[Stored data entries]
□ □ □ □

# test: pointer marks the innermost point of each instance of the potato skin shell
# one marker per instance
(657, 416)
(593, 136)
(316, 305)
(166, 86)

□ □ □ □

▸ Brief
All of the entries are to be transcribed exactly.

▸ Answer to this task
# test: pointer marks the innermost point of each instance of the potato skin shell
# one marker per instance
(657, 416)
(593, 136)
(316, 305)
(166, 86)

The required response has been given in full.